Barracoon
In the fall of 1913 Booker T. Washington did something he didn't get to do very often -- he took a real vacation. With a group of friends he spent two weeks in a small Alabama town called Coden on Mobile Bay. He wrote home enthusiastically about getting up at five in the morning and catching fifty fish using an old fashioned pole and line with a hook at the end. "The new fangled fishing apparatus I have never had any use for or success with," he wrote home to his wife, Margaret.
Ironically, one of the landmarks near Coden, a sight mentioned by Washington in one of his last speeches, was the wrecked remains of Clotilda, the ship that in 1860 had illicitly brought captured Africans to America to be sold as slaves. The shipowners' attempt to scuttle the ship and thus hide evidence of this crime was only partially successful, and Clotilda's hull, sticking out of the water at low tide, became a local landmark.
in 1927, a young Zora Neale Hurston, an anthropology student at Barnard College, traveled to Alabama (supported by a grant from Carter Woodson's Association for the Study of Negro Life and History and with matching funds from the American Folkore Society). She interviewed Cudjo (or Kossolo as tells her he was called in Africa) Lewis, the last survivor of the Clotilda's crossing from Africa and a resident of the Africatown community established by him and fellow ship mates after Emancipation.

::::

Problem statement » Carry on the Barracoon passage from its final sentence, about Hurston's interview with Cudjo Lewis in Africatown.

Dataset section »
::::

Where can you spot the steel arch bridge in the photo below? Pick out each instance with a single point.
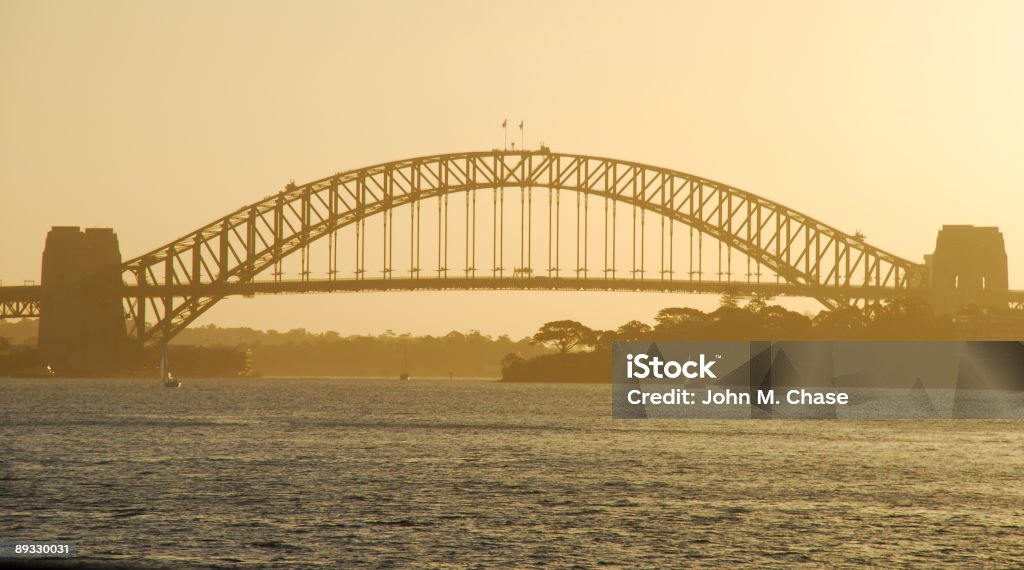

::::

The response »
Only now, over eighty years after it was written, is Hurston's account of those interviews being published. The book's title -- "Barracoun" -- comes from the the Spanish-derived word for an enclosure where black slaves were kept before being herded onto ships. Hurston's book transcribes extensive conversations she had with Cudjo and which she wrote down in dialect just as they were spoken. At that time these transcribed conversations were deemed too hard to read or, perhaps, too "black" for publication. As Tayari Jones writes in a review of the book for the Washington Post, "Hurston’s fidelity to Kossula’s voice may have kept Barracoon from being published almost 90 years ago [when] Viking Press wanted 'the Life of Kossula, but in language rather than dialect.' Hurston, who died in 1960, refused such revision, and her manuscript eventually ended up in the Howard University library archives."
The newly published "Barracoun" is a powerful document, both for the way it communicates so much about the experience of Cudjo including his vivid memories of and longing for his African home even 75 years after he had left it, and for what it reveals about Hurston, best known as the author of the novel Their Eyes Were Watching God, published in 1937. She was a sensitive listener and a determined practitioner of the then relatively new field of cultural anthropology which she was studying with famed Columbia University professor Franz Boas. Cudjo tells Hurston -- and through her us -- about experiences we know happened but which we don't often hear described by those who went through them. "De boat we on called de Clotilde. Cudjo suffer so in dat ship. Oh Lor'! I so skeered on de sea. De water, you understand me, it makee so much noise. It growl lak de thousand beastes in de bush. De wind got so much voice on de water...."
Cudjo tells Hurston about his early days as a slave. "De work very hard for us to do 'cause we ain' used to workee lak dat. But we doan griev' bout dat. We cry 'cause we slave. In night time we cry, we say we born and raised to be free people and now we slave. We doan know why we be bring 'way from our country to work lak dis. It strange to us. Everybody lokee at us strange. We want to talk wed de udder colored folkses but day doan know what we say. Some makee fun at us....De American colored folks, you unnerstand me, dey say we savage and den dey laugh at us and doan come say nothin' to us..."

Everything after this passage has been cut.